_WHAT THIS TASK INVOLVES_.
From the listing below, copy each line that holds "slope".
+===+
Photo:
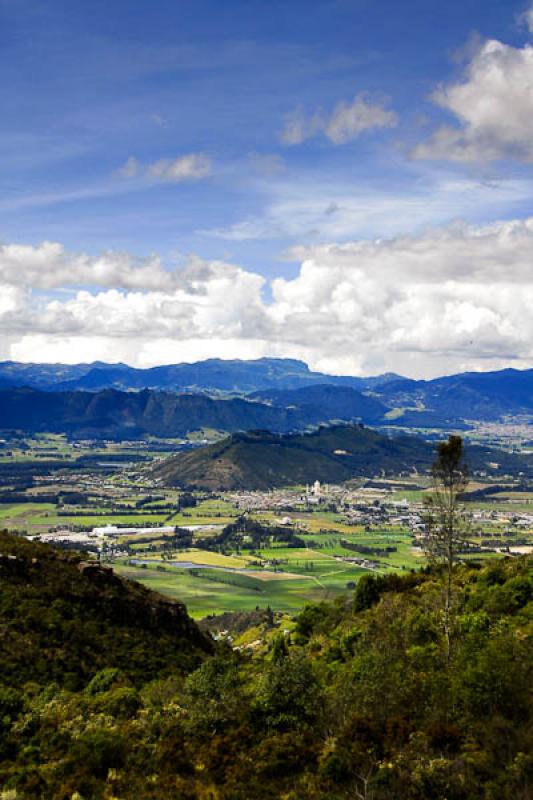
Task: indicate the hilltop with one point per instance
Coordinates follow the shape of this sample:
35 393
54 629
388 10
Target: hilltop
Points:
263 460
64 619
114 414
359 699
214 374
288 384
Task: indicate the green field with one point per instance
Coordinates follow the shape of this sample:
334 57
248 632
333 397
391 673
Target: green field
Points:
207 594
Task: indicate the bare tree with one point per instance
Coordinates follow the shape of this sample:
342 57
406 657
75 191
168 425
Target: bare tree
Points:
447 521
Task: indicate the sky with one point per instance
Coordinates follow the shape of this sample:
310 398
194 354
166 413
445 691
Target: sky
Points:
348 182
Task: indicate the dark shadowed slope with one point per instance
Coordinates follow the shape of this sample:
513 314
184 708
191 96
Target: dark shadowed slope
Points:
471 395
214 374
113 414
332 402
262 460
63 619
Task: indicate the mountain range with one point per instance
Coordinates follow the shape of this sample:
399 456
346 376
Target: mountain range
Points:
112 414
263 460
217 375
277 394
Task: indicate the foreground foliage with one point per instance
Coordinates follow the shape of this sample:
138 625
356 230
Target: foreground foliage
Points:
361 702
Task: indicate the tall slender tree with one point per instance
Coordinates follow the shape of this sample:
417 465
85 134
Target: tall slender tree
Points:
446 518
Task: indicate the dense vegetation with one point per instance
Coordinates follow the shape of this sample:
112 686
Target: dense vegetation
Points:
433 403
115 415
213 374
262 460
361 701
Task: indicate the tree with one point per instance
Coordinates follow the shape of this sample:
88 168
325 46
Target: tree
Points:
447 521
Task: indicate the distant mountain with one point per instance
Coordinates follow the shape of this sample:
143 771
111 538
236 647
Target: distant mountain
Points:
283 383
63 619
262 460
128 415
330 402
213 375
470 395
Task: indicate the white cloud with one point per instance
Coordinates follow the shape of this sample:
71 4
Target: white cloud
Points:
300 207
527 18
450 298
190 167
493 107
347 121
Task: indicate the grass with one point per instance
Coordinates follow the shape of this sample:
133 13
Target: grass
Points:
203 595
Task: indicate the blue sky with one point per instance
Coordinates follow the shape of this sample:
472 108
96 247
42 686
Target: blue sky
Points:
255 134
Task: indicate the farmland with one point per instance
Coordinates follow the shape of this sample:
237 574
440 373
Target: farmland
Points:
315 542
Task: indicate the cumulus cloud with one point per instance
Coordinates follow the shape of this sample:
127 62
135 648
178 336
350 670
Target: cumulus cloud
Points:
526 18
347 121
191 167
493 107
450 298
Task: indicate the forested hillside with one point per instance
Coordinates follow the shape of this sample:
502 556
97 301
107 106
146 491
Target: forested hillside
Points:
361 700
262 460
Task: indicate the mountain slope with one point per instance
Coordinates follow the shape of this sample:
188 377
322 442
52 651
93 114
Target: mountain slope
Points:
63 619
261 460
330 402
471 395
113 414
214 374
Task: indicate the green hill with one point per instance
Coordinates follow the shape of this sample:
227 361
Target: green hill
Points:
63 619
263 460
361 700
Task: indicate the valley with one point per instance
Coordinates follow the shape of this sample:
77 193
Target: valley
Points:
313 542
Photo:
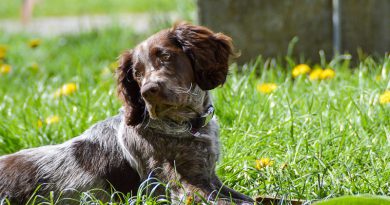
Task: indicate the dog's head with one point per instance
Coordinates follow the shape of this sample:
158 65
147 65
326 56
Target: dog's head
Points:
167 74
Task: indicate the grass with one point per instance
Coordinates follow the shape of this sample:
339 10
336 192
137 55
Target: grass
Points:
326 138
11 8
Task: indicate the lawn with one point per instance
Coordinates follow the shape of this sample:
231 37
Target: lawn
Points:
11 8
318 138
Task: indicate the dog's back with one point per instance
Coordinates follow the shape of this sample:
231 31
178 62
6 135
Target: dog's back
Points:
92 160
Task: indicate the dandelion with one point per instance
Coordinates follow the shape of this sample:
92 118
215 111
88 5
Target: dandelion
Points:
52 119
263 162
3 51
266 88
39 123
5 69
385 97
300 69
66 89
315 74
34 43
328 74
189 200
284 165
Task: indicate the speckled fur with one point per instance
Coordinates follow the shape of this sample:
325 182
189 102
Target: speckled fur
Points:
126 149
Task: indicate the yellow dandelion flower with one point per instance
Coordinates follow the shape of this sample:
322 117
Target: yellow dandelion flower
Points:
5 69
300 69
33 43
263 162
385 97
3 48
52 119
266 88
189 200
3 51
66 89
316 74
328 74
39 123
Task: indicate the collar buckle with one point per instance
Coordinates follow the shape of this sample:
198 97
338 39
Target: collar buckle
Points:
202 121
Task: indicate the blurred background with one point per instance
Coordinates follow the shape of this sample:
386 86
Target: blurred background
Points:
258 27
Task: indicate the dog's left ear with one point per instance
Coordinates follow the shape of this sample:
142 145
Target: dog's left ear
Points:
209 53
129 91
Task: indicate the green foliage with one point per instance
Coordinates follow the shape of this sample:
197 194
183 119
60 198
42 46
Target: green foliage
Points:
326 138
357 200
11 8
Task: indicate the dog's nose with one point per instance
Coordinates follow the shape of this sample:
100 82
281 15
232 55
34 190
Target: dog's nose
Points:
150 90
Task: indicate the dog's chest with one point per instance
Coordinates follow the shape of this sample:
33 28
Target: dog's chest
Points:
183 156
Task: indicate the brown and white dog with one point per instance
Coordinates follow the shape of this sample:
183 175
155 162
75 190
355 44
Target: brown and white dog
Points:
165 131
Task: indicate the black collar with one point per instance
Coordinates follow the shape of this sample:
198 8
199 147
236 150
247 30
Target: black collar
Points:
202 121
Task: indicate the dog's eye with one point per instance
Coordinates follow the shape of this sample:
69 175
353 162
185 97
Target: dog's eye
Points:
165 57
138 75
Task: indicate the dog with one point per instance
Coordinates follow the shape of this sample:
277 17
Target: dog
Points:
165 130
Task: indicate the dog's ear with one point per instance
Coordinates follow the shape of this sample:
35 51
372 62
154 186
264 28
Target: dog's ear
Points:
209 53
129 91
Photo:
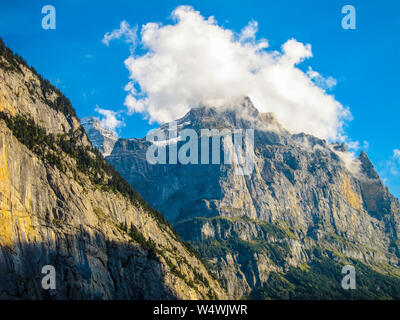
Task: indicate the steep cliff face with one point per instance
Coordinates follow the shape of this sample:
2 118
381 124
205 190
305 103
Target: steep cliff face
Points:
61 204
101 138
307 208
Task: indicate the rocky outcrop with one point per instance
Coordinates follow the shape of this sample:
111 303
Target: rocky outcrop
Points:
62 205
101 138
306 201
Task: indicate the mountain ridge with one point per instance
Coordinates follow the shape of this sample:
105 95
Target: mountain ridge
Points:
304 195
62 205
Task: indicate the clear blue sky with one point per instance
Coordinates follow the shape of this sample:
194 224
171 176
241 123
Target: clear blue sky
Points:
364 61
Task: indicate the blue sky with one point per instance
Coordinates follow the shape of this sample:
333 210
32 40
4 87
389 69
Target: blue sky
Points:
363 61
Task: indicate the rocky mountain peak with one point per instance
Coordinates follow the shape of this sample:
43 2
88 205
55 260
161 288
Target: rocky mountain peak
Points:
102 138
367 166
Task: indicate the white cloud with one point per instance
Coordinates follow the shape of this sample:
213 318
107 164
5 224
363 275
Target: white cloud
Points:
320 81
125 31
195 61
110 119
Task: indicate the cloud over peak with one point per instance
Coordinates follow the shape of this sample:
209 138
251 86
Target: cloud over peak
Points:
195 61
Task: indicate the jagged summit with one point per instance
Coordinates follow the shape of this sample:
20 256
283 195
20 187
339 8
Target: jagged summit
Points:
304 208
101 138
63 205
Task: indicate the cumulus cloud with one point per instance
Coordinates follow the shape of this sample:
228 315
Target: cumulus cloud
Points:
125 31
322 82
195 61
110 119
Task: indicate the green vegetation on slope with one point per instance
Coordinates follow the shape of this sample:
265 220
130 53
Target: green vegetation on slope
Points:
322 280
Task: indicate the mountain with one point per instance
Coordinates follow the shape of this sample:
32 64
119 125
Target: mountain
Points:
101 138
286 230
63 205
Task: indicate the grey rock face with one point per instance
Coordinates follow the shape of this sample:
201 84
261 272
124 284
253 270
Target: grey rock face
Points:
303 194
101 138
52 213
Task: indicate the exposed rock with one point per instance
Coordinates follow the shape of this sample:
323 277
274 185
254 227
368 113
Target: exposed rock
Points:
62 205
303 195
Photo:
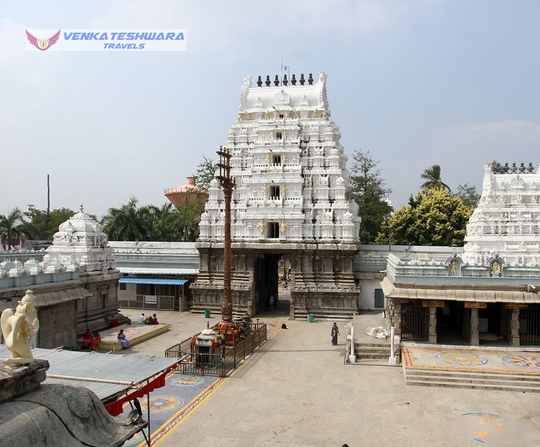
+===+
_FINAL ANSWER_.
Task: indicate the dark shadowed slope with one point per instance
Target: dark shadowed slope
Task: indicate the mountain slope with one point per instance
Target: mountain slope
Task: indicate the green vegetation on slope with one point per instance
Target: green vegetation on slope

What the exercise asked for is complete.